## [Task to complete]
Summarize the passage on outer measures in exactly two sentences.

## [Passage given]
Before we investigate whether we reach our goal for a $\sigma$ -additive set function on ${\mathcal {M}}(\eta )$ , we introduce a new name for outer volumes with this property. We called subadditive set functions defined on the power set with $\eta (\emptyset )=0$ outer volumes earlier. The $\sigma$ turns a "volume" into a "measure". So it is natural to call a $\sigma$ -subadditive set function with $\eta (\emptyset )=0$ an outer measure.

Definition (Outer measure)

A function $\eta :{\mathcal {P}}(\Omega )\to [0,\infty ]$ is called an outer measure, if it holds that

$\eta (\emptyset )=0$ ,
$\eta$ is $\sigma$ -subadditive.

Warning

Again an outer measure is not a measure in the proper sense, for it is generally not $\sigma$ -additive on ${\mathcal {P}}(\Omega )$ .

Because $\eta (\emptyset )=0$ , every outer measure is also finitely subadditive (and hence monotonic). We can just choose $A_{1},\dots ,A_{n},\emptyset ,\emptyset ,\dots \in {\mathcal {P}}(\Omega )$ as covering sets.

[Pointing data]
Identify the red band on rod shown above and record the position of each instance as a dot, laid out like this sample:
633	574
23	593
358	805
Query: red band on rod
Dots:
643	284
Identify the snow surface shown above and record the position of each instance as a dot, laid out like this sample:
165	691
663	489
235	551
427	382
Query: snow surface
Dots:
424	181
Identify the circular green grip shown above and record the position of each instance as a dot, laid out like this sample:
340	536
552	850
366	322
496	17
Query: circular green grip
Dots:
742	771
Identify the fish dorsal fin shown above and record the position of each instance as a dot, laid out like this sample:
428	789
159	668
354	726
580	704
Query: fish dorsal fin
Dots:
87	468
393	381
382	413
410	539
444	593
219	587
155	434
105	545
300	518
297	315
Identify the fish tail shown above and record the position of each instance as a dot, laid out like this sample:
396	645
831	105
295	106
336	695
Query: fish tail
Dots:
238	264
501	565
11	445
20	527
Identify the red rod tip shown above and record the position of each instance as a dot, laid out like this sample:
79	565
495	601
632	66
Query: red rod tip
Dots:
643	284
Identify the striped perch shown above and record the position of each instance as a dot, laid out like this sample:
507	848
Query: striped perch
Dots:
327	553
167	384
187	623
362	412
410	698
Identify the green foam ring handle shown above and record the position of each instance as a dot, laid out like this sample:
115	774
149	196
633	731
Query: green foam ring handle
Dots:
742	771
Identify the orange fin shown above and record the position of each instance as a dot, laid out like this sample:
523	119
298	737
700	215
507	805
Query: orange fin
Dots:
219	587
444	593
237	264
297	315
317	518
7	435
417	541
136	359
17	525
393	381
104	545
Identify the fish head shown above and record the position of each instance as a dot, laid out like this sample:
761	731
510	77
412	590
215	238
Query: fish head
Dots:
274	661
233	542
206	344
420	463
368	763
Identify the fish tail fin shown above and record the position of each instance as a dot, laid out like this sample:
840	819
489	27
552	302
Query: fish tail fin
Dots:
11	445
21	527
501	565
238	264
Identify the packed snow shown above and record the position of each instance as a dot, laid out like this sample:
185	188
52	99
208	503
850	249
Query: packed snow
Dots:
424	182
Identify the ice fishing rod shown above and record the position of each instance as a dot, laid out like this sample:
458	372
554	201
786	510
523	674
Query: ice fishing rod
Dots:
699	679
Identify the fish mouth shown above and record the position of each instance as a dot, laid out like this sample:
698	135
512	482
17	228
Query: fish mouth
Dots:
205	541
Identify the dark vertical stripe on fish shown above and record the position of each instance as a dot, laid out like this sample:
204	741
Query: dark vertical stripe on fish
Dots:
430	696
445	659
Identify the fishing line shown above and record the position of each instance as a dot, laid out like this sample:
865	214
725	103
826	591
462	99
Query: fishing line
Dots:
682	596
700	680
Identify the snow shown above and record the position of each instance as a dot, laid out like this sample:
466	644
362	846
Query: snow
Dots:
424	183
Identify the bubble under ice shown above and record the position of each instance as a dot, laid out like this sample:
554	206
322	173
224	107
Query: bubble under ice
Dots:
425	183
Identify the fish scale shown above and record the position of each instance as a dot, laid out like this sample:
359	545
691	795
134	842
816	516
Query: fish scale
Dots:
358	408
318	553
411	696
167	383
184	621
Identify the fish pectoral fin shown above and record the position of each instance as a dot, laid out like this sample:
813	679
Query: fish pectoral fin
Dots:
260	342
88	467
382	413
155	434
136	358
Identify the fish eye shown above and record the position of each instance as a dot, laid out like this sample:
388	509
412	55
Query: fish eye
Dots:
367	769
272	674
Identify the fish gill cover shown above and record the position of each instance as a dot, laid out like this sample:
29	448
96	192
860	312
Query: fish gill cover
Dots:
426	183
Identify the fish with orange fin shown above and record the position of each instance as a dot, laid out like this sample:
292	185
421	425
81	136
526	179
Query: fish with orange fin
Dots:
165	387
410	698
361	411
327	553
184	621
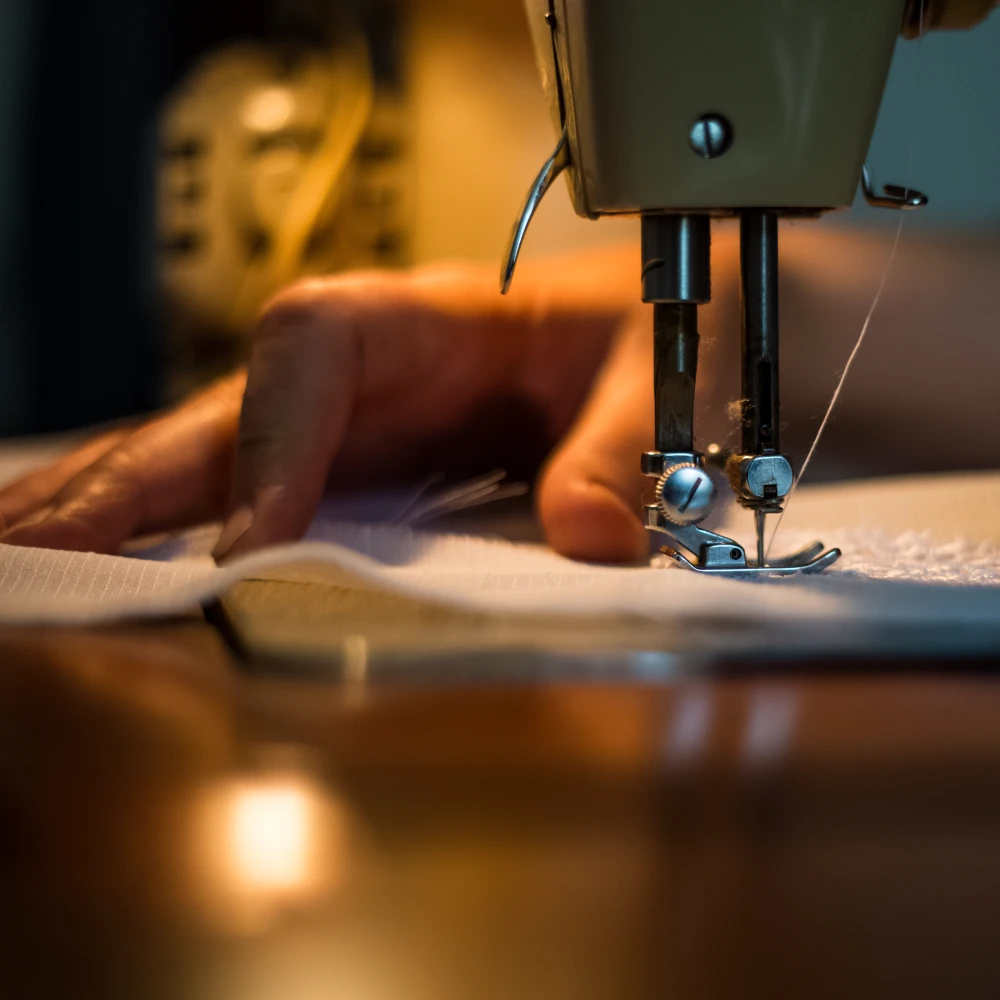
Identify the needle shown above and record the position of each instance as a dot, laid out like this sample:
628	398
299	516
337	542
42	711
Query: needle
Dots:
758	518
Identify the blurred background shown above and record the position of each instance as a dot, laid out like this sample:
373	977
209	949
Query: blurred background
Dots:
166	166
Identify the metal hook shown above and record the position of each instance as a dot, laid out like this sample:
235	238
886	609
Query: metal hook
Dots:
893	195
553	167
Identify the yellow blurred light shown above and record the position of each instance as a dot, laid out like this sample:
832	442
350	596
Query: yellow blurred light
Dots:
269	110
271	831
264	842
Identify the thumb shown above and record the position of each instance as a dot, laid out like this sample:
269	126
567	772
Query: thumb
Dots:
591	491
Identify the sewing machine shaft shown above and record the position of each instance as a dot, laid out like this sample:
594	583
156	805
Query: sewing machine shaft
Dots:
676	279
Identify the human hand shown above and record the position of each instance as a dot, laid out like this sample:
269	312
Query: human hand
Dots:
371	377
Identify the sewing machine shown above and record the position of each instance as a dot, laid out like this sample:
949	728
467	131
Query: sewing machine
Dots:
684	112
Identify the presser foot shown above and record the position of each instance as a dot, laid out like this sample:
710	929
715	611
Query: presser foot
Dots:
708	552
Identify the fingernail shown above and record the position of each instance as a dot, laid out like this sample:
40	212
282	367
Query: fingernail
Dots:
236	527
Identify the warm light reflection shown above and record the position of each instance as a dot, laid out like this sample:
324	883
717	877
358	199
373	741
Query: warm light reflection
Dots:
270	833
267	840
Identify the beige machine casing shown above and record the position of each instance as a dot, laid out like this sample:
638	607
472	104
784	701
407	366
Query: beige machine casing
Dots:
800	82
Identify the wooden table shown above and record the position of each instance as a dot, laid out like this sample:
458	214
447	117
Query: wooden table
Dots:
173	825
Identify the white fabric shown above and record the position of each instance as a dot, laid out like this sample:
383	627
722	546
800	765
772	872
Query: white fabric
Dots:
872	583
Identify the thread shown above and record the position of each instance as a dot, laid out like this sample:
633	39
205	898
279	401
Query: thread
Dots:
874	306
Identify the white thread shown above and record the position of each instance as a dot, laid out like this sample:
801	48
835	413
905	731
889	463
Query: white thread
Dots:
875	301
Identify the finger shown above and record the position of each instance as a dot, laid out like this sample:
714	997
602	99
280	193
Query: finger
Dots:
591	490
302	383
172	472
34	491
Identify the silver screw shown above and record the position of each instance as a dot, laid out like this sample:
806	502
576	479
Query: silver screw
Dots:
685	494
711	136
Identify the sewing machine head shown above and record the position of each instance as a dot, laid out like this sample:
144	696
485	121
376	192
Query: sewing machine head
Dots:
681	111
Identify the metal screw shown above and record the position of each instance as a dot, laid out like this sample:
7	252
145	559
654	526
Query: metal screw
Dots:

---

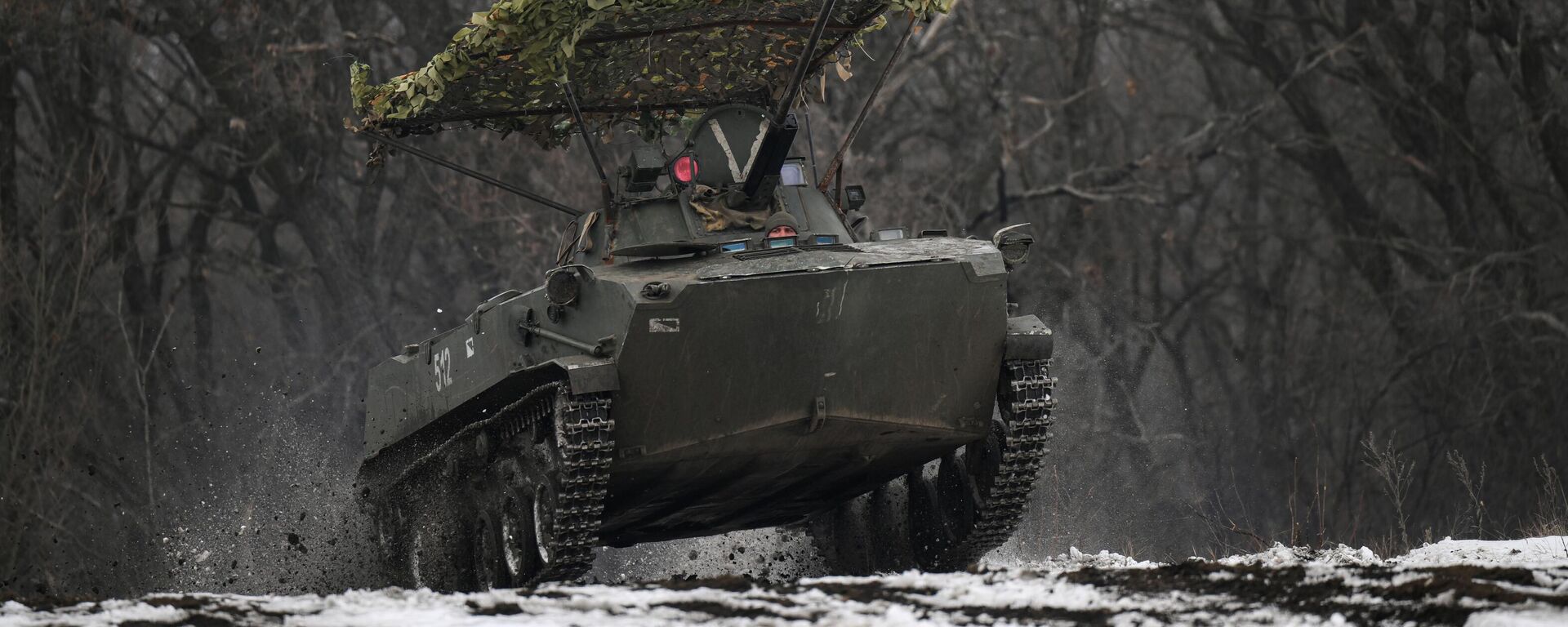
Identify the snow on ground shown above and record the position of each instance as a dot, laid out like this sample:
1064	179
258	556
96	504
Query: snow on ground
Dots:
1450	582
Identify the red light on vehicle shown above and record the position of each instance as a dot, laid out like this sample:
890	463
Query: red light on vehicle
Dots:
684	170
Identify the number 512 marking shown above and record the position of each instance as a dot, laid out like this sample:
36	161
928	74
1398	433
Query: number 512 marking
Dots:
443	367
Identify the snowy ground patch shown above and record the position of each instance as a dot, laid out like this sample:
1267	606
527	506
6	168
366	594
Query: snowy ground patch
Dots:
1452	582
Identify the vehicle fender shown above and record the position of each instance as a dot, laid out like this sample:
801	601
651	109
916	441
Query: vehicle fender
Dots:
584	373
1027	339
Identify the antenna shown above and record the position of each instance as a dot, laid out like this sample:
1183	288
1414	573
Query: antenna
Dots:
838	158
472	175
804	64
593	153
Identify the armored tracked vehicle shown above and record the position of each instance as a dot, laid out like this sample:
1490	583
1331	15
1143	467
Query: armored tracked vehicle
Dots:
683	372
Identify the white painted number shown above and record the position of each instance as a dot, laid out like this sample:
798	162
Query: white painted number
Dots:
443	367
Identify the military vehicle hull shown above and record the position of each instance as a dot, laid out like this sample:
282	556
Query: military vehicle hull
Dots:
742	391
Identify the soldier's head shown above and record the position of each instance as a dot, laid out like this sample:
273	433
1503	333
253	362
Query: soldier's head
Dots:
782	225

---

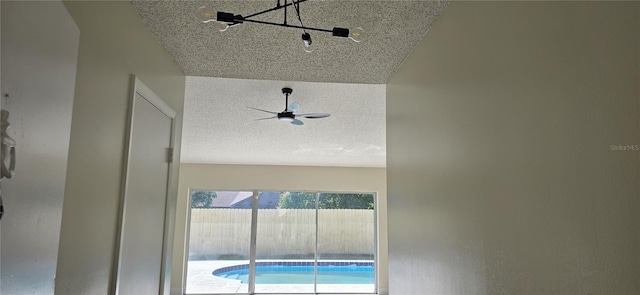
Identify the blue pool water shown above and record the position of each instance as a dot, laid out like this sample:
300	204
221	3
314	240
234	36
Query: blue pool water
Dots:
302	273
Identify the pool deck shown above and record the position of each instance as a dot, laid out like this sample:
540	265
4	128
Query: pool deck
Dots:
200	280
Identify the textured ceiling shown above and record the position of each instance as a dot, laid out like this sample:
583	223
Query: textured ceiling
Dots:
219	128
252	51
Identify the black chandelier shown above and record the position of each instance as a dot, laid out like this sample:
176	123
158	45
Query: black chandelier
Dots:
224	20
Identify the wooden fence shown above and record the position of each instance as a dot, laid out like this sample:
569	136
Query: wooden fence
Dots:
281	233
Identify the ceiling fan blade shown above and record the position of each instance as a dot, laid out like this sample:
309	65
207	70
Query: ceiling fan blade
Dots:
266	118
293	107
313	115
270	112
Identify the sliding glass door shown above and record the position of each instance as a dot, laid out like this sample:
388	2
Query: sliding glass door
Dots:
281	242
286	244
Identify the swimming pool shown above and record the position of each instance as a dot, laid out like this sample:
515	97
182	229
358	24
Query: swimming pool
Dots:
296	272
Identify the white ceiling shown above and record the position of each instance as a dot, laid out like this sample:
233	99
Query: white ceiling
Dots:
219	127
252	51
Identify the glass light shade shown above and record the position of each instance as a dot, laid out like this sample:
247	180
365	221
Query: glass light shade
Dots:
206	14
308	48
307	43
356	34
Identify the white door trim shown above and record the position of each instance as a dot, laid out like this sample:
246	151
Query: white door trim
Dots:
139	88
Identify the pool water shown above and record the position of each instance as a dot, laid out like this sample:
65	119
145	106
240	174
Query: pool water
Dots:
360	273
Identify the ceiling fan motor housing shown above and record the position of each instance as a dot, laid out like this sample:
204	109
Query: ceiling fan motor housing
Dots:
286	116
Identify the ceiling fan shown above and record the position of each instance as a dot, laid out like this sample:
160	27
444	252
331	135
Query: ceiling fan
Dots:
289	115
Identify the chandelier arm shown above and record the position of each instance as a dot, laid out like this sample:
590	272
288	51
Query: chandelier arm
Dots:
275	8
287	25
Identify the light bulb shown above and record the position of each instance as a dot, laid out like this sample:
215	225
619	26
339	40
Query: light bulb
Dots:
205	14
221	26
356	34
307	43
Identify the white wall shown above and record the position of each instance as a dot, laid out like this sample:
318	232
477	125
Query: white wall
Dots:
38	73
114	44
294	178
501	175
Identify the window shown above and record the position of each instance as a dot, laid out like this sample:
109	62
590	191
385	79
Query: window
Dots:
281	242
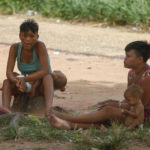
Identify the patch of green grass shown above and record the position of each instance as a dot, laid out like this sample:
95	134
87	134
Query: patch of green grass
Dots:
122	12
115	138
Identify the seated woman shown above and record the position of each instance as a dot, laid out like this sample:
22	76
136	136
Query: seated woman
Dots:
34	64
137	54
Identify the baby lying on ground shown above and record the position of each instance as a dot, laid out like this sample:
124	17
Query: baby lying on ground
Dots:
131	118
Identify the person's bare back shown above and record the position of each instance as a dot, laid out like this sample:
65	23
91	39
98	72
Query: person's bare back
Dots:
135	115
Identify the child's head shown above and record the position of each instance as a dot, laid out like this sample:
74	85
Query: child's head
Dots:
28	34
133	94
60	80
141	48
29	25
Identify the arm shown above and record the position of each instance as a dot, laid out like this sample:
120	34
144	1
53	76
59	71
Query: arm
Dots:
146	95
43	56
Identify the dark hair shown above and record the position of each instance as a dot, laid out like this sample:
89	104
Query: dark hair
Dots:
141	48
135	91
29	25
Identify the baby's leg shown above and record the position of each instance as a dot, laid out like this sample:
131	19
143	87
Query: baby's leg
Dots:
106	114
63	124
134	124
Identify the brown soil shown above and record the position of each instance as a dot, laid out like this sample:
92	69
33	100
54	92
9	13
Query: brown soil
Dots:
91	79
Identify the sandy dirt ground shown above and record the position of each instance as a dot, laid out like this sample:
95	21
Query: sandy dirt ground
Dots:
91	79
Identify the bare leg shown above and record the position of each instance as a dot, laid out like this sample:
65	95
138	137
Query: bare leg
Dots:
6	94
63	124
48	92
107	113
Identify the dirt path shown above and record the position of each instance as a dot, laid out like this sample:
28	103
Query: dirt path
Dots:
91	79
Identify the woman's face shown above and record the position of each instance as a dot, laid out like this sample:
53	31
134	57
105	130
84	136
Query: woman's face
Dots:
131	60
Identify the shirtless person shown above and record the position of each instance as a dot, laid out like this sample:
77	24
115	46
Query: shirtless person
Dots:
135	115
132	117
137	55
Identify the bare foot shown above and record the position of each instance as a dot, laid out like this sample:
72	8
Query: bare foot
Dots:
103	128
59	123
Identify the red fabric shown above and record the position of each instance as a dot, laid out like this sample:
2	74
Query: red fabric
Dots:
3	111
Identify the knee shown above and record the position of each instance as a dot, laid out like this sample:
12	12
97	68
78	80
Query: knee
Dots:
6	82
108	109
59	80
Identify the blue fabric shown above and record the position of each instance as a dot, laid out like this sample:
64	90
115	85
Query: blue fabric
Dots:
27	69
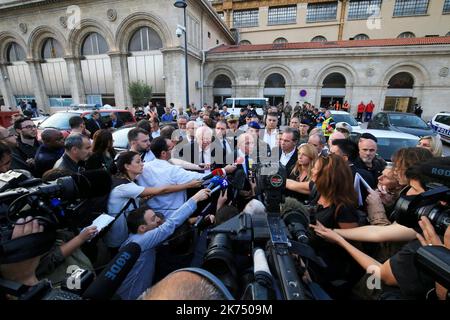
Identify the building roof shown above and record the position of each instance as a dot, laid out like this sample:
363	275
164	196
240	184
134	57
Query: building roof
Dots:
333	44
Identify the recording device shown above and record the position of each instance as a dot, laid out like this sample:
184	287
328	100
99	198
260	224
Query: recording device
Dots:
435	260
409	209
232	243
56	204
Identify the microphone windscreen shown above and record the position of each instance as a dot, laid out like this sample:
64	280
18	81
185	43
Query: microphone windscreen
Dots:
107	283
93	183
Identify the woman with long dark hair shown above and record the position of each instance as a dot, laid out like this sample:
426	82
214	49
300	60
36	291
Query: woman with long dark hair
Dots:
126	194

## [Right answer]
An outer measure is a function from the power set of Ω to [0, ∞] that gives the empty set the value 0 and is σ-subadditive, a name chosen because the σ turns a "volume" into a "measure." It is not a measure in the proper sense, since it is generally not σ-additive on the power set, but because the empty set has value 0, every outer measure is also finitely subadditive and hence monotonic.